Pedro Benítez (ALN).- Los acontecimientos humanos están repletos de paradojas. Principalmente los de carácter político. Sin embargo, en no pocas ocasiones, es posible desentrañar una lógica. Un ejemplo lo estamos apreciando los venezolanos en los últimos días con la aparente y supuesta (valga la redundancia) campaña anticorrupción, “caiga quien caiga”, que el Gobierno de Nicolás Maduro ha emprendido. No hay que ser muy agudo para captar que no es tal, sino que más bien se trata de una persecución con motivaciones políticas en medio de un reacomodo (ya veremos si esto último se consigue) de las piezas del tablero de poder. No afirmamos aquí que el numeroso grupo de funcionarios señalados de desviar recursos públicos en beneficio propio no sean culpables, sino que la razón por la cual se les ha apresado no es esa. Con toda seguridad son corruptos, pero esa no es la cuestión. Sin embargo, permítasenos profundizar este último aspecto en otra ocasión.
En esta oportunidad quisiéramos abordar el contexto en el que se desarrolla la citada campaña de purga interna. Es uno en el cual Estados Unidos y sus aliados de la Unión Europea han venido reconociendo de facto a Maduro como el Jefe de Estado en Venezuela, cortesía de la invasión rusa a Ucrania iniciada hace un año y que le recordó a mucha gente en Washington y en las capitales europeas que el subsuelo de este país guarda importantísimas reservas de hidrocarburos. A ese hecho sobrevenido hay que agregar el fracaso de la oposición en desalojar a Maduro del poder en 2019, así como el cambio de mando en la Casa Blanca en enero de 2021. Las dos circunstancias cumplieron un papel no menos importante en el giro de los acontecimientos.
Con relación al imperialismo estadounidense se pasó en cuestión de tres años de las amenazas trumpistas de intervención militar (farol de póker) a las negociaciones para el retorno de las compañías petroleras de ese país (hecho cierto y concreto). Eso, en la cara de los hermanos rusos e iraníes.
Mientras tanto, las relaciones con sus principales vecinos, Brasil y Colombia, se han normalizado en términos diplomáticos a raíz de los cambios políticos ocurridos en esos países en los últimos meses en donde se han instalado gobiernos, sino amigos, al menos sí condescendientes.
Tomando en cuenta el desprestigio en el que Maduro y compañía habían caído en los años 2018 y 2019 este giro de las cosas ha resultado casi milagroso.

## Ejercicios propuestos
**a.** Responde según el artículo sobre la campaña anticorrupción en Venezuela:
(i) ¿Con qué dos países vecinos se han normalizado las relaciones diplomáticas?
(ii) ¿En qué año fracasó la oposición en desalojar a Maduro del poder?
(iii) ¿En qué mes y año cambió el mando en la Casa Blanca?
**b.** Reproduce textualmente el fragmento del artículo sobre la campaña anticorrupción en Venezuela que empieza con las palabras "Con relación al" y termina con "menos sí condescendientes.".

## Información proporcionada

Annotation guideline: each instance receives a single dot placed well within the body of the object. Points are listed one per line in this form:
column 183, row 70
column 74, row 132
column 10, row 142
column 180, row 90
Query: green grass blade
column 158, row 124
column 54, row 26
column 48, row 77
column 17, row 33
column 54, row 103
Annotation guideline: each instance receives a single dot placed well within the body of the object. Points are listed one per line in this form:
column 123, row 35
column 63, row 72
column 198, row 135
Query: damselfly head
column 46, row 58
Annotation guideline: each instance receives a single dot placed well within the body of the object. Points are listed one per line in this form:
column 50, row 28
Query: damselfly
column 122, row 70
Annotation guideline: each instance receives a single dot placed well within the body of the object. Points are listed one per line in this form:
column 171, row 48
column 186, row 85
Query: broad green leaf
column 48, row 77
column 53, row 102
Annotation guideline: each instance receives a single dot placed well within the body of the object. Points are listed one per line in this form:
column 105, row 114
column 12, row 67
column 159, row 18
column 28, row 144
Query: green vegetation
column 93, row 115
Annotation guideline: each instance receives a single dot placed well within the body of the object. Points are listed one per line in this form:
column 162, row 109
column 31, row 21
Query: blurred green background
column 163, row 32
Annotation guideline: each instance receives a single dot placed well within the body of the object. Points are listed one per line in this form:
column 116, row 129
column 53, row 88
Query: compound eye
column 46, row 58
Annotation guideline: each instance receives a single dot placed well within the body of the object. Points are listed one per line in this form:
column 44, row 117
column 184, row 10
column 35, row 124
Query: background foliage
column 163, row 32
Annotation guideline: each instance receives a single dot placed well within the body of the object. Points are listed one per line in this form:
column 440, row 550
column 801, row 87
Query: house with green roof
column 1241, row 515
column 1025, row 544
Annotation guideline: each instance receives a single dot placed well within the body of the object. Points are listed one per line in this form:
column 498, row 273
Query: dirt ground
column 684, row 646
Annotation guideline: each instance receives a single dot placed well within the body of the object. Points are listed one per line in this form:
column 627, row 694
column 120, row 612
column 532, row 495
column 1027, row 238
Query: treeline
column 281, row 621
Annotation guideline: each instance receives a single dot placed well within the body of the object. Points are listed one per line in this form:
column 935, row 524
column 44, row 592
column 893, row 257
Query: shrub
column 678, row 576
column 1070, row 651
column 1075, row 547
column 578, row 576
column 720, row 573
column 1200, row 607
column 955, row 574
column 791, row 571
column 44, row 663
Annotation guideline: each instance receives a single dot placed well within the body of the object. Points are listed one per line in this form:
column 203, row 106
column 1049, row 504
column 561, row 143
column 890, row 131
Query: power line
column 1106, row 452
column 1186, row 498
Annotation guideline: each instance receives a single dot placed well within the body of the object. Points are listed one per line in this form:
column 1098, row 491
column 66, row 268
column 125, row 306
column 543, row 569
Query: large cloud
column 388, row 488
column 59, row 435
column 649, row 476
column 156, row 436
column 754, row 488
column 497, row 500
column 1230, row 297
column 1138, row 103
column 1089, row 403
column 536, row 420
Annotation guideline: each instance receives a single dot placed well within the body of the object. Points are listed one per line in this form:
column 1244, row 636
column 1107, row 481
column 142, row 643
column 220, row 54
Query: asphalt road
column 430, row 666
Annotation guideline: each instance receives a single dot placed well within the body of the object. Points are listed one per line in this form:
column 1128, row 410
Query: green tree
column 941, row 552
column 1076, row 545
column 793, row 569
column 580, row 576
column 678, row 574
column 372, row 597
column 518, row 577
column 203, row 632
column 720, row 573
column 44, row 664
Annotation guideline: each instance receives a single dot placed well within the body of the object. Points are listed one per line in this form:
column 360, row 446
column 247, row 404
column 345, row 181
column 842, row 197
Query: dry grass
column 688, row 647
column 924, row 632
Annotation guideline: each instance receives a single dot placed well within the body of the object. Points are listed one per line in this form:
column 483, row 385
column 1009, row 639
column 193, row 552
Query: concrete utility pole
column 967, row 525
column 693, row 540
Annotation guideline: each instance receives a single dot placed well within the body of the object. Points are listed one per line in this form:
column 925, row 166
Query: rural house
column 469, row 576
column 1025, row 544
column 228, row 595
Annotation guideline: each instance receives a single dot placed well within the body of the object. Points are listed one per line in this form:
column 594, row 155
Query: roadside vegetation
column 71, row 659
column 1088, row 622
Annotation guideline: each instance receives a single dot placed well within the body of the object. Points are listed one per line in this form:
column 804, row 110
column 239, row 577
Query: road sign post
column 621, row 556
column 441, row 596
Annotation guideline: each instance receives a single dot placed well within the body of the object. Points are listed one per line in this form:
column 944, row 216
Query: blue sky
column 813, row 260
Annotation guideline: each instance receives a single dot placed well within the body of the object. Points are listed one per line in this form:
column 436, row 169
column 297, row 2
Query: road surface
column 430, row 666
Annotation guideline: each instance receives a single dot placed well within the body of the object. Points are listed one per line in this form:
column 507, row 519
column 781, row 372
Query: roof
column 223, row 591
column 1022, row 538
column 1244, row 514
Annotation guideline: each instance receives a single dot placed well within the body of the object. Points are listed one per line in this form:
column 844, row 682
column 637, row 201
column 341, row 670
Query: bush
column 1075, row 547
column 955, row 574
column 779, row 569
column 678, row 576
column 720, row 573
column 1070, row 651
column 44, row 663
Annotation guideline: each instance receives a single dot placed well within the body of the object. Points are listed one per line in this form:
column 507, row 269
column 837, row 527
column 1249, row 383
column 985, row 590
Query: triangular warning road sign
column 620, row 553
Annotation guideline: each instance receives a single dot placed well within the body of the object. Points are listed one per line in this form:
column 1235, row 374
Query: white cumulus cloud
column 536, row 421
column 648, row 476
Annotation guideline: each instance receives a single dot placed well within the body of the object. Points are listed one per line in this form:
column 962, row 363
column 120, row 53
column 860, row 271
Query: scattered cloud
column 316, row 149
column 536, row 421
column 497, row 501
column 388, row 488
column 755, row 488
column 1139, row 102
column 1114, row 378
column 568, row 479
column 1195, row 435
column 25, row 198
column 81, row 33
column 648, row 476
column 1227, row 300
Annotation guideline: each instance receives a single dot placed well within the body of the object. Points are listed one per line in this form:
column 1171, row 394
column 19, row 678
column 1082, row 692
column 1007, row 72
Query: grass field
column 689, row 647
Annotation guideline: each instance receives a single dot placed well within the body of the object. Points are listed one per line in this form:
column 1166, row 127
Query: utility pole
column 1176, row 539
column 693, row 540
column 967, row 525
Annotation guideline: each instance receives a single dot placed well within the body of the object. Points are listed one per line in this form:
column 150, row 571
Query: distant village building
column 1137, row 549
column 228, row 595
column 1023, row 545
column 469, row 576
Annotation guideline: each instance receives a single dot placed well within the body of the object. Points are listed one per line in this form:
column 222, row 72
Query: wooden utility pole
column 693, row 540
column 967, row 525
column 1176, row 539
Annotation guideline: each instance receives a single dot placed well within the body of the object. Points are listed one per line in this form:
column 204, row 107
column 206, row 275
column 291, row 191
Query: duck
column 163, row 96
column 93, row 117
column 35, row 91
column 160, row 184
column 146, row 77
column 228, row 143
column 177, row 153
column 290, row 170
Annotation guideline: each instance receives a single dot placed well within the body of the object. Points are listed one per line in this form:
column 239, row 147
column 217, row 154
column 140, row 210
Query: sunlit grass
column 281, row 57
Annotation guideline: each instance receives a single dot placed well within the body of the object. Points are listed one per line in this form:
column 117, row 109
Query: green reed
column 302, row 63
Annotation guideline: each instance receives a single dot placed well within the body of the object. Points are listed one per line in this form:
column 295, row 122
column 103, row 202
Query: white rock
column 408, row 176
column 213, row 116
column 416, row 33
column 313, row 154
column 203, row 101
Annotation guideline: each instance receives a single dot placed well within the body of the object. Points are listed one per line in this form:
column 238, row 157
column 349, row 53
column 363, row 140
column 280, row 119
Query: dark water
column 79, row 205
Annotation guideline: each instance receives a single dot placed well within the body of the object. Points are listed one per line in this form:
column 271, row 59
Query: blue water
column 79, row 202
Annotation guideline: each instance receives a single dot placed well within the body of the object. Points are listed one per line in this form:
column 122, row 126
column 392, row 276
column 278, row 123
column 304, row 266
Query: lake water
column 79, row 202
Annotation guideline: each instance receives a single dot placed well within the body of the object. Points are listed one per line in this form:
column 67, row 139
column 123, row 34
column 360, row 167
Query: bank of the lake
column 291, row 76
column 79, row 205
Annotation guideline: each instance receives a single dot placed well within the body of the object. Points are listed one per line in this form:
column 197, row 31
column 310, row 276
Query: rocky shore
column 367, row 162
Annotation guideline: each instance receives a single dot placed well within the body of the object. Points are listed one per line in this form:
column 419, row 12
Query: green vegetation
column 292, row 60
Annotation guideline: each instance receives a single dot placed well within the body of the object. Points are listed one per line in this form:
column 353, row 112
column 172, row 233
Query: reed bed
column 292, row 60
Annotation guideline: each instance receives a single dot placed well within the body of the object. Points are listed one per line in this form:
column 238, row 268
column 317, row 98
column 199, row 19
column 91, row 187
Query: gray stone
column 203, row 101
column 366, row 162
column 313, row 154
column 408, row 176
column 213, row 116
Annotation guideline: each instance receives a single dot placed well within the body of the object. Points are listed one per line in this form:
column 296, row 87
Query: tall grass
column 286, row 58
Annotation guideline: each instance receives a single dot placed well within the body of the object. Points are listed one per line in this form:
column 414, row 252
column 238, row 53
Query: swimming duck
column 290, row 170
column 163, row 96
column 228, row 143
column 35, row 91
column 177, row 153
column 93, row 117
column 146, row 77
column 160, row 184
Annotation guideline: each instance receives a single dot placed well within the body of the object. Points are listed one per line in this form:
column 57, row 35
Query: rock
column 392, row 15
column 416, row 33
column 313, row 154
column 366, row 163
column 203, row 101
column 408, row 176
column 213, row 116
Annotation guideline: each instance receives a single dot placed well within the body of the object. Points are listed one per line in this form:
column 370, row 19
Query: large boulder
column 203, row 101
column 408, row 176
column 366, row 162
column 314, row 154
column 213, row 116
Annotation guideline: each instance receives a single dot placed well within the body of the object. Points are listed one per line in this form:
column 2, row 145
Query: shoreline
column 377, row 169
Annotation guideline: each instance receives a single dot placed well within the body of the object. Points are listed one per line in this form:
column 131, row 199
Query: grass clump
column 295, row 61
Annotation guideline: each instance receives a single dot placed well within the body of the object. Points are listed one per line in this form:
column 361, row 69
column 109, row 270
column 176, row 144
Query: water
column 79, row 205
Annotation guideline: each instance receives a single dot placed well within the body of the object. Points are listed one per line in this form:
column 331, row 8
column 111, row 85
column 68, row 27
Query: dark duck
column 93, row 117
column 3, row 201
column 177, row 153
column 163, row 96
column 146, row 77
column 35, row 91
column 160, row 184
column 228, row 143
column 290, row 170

## Respuestas esperadas
**a.**
(i) Las relaciones se han normalizado con Brasil y Colombia.
(ii) La oposición fracasó en 2019.
(iii) El mando cambió en enero de 2021.

**b.**
Con relación al imperialismo estadounidense se pasó en cuestión de tres años de las amenazas trumpistas de intervención militar (farol de póker) a las negociaciones para el retorno de las compañías petroleras de ese país (hecho cierto y concreto). Eso, en la cara de los hermanos rusos e iraníes.
Mientras tanto, las relaciones con sus principales vecinos, Brasil y Colombia, se han normalizado en términos diplomáticos a raíz de los cambios políticos ocurridos en esos países en los últimos meses en donde se han instalado gobiernos, sino amigos, al menos sí condescendientes.